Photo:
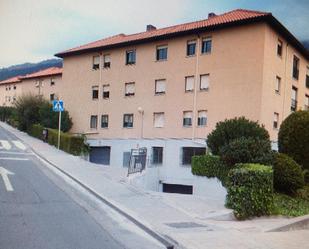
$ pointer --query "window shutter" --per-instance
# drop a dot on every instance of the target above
(189, 83)
(204, 82)
(160, 86)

..........

**Exercise prompt:** Write the lines above out again exactly, without any of their pictures.

**Answer below:**
Photo:
$ pointer --query "window shutter" --per-instance
# drop a dot on every instance of the target above
(189, 83)
(204, 82)
(160, 86)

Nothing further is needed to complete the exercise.